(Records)
:::

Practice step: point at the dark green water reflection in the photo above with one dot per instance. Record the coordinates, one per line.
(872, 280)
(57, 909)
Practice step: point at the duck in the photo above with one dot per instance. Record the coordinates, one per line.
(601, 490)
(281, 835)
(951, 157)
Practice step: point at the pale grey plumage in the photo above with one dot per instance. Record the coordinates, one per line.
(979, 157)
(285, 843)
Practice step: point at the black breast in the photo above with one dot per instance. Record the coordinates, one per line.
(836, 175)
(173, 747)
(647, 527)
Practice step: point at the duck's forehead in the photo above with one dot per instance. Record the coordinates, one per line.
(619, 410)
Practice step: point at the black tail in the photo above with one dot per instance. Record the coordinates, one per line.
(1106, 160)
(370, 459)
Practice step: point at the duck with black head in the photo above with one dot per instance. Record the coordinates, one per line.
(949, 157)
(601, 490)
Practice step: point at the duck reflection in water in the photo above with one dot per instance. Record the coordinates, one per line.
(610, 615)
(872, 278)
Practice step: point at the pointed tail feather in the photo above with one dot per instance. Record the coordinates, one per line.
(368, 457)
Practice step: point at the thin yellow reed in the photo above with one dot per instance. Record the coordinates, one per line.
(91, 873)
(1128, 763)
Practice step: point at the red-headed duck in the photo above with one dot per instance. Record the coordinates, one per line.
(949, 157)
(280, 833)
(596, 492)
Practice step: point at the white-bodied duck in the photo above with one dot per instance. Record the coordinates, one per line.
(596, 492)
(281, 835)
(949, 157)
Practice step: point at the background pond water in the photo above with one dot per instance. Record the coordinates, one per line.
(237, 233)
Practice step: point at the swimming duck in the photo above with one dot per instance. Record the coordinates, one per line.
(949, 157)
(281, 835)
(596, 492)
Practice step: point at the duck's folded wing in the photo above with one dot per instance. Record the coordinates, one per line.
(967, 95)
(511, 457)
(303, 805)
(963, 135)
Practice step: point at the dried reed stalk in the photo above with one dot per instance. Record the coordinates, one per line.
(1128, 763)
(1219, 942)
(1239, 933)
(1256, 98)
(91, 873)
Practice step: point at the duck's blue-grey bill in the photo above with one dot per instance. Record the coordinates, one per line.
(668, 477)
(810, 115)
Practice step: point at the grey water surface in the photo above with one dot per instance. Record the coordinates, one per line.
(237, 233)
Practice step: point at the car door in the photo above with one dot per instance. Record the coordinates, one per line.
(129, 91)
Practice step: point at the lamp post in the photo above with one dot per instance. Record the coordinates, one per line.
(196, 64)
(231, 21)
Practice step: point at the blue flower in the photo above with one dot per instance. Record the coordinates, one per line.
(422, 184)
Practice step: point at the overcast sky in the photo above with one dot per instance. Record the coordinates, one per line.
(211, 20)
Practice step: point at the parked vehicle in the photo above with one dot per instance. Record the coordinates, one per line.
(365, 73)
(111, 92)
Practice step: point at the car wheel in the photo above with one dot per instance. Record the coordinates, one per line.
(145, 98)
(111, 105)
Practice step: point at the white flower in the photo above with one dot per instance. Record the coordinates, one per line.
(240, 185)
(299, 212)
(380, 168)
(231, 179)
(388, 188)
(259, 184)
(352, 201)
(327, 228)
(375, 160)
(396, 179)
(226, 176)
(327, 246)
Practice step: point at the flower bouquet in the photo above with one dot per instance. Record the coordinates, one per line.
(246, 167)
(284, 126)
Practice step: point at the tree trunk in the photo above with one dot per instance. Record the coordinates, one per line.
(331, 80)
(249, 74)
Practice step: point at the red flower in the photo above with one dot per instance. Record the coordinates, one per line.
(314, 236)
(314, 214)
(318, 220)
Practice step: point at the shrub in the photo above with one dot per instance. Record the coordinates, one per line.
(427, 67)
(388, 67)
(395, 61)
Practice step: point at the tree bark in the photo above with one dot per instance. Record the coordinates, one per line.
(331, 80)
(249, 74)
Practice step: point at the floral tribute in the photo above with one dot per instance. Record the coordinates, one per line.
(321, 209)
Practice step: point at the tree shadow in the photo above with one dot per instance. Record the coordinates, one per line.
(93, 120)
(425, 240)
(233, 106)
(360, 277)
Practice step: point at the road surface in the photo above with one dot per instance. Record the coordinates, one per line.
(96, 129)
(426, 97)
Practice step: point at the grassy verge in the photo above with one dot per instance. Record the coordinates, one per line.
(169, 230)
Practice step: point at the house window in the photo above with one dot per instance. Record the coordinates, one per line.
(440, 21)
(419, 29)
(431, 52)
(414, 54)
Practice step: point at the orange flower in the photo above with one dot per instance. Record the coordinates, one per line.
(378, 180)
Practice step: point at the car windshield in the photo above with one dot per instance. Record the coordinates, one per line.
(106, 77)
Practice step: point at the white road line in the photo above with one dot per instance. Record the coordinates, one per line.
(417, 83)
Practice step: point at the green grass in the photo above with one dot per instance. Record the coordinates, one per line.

:::

- Direction:
All of the entries need to be reproduced exactly; please write them out.

- Completed exercise:
Practice step: point at the dark green water reflection in the photo above with one dot per instance. Record the coordinates, one per line.
(872, 280)
(57, 909)
Practice step: point at the duck in the photo above with one dot per instance. Record the coordinates, one per line.
(601, 490)
(281, 835)
(951, 157)
Practice step: point at the pale grey plumage in the photo above with one dot per instance. Record the coordinates, one per line.
(979, 157)
(285, 843)
Practice step: point at the black breast in the photo above with one dot per instance. Record the coordinates, one per line.
(836, 175)
(173, 747)
(647, 527)
Practice step: point at the duck's forehead in the photo above with one dot per instance. Record the coordinates, one per line.
(619, 410)
Practice step: point at the black tail in the photo above with one dot per instance. Record the coordinates, one per line.
(1106, 160)
(370, 459)
Practice step: point at the duck with black head in the photo above with one dot per instance. Record the coordinates, one per line.
(949, 157)
(601, 490)
Practice step: point at the duck reflection in water in the photo above with one dot per instance. Record the coordinates, one per line.
(610, 615)
(872, 278)
Practice step: point at the pointed tail feather in the photo above with one dot per instance. Record the coordinates, one per line.
(368, 457)
Practice step: point at the thin yellow reed in the photo above with one dot per instance. Record the coordinates, one per line.
(91, 873)
(1128, 763)
Practice step: point at the red-headed duck in the photo above with one dot per instance. Record the coordinates, one per line.
(949, 157)
(280, 833)
(596, 492)
Practice step: point at the white-bodied duck in the photo above with one dot per instance. Record the coordinates, one per line.
(596, 492)
(281, 835)
(949, 157)
Practice step: point at the background pond water in the photo above with one dot per instance. Record the coordinates, one per line.
(237, 233)
Practice step: point at the swimming duck in the photo above with one dot per instance. Record the coordinates, one per line.
(949, 157)
(281, 835)
(596, 492)
Practice step: point at the duck's folded wing in the photo above with one dot per instance. Record the coordinates, one per line.
(967, 95)
(511, 457)
(303, 805)
(963, 135)
Practice step: point at the dried reed stalk in the photo above with one dot per instance. Record the coordinates, one per line.
(1128, 763)
(1219, 942)
(1239, 933)
(1256, 98)
(91, 873)
Practice step: point at the duck's blue-grey bill in the photo above with one dot per instance. Record the coordinates, one per line.
(668, 477)
(810, 115)
Practice step: point at the grey water surface in the photo above with one dot per instance. Record the coordinates, one per line.
(237, 233)
Practice step: point at the car door in the photo above with one dot per instance. Record the coordinates, one per line.
(129, 91)
Practice step: point at the lamp post in the photo above with one dot per instance. Record the coordinates, one per line.
(196, 64)
(231, 21)
Practice step: point at the blue flower in the photo above with one dot per instance. Record the coordinates, one per line.
(422, 184)
Practice step: point at the overcast sky in the photo above with one dot per instance. Record the coordinates, one per line.
(211, 20)
Practice step: point at the parked vehicle in the photo above with one dot per instance. Record the coordinates, one per line.
(365, 73)
(111, 92)
Practice step: point at the car wheel in the photo above with one dot per instance. Record the coordinates, one per line.
(145, 98)
(111, 105)
Practice step: point at the white flower in the photo above with one dot per instance. Record the coordinates, one per line.
(240, 185)
(299, 212)
(380, 168)
(231, 179)
(388, 188)
(259, 184)
(352, 201)
(327, 228)
(375, 160)
(396, 179)
(226, 176)
(327, 246)
Practice step: point at the flower bouquet in the photo above with one dot per instance. Record the coordinates, one per line.
(246, 167)
(284, 126)
Practice step: point at the tree trunk in the photo above with one dot per instance. Record the coordinates, one per line.
(331, 80)
(249, 74)
Practice step: point at the red flower in the photo above with one dot per instance. Record the coordinates, one per line.
(314, 236)
(314, 214)
(318, 220)
Practice step: point at the shrub in the photo above with one dot per instance. Record the coordinates, one per line.
(427, 67)
(388, 67)
(395, 61)
Practice step: point at the tree bark in the photo above with one dot per instance. Record the coordinates, one per line.
(331, 80)
(249, 74)
Practice step: point at the floral tribute in the photo above with one dot per instance. Record the coordinates, one per line.
(321, 209)
Practice step: point at the tree shadow in the photo above with one dot per instance. Record the coordinates, one per line.
(93, 120)
(425, 240)
(233, 106)
(360, 277)
Practice step: point at the road surface in the photo above with one dot per instance. Record the coordinates, one per line.
(96, 129)
(426, 97)
Practice step: point at the grassy verge in the photo above with one dot per instance. Record the coordinates, one per line.
(169, 230)
Practice step: point at the house window in the photo above with one dot per instance. Record the coordinates, one per line.
(440, 21)
(419, 29)
(431, 52)
(414, 54)
Practice step: point at the orange flower in the photo above with one dot per instance. Record the coordinates, one per line.
(378, 180)
Practice step: point at the car windshield in the photo above with one dot per instance. Record the coordinates, one per line.
(106, 77)
Practice step: point at the white road line in the photo above with one dot per instance. Record the coordinates, one per line.
(417, 83)
Practice step: point at the green grass in the photo above with one dot per instance. Record the coordinates, one per line.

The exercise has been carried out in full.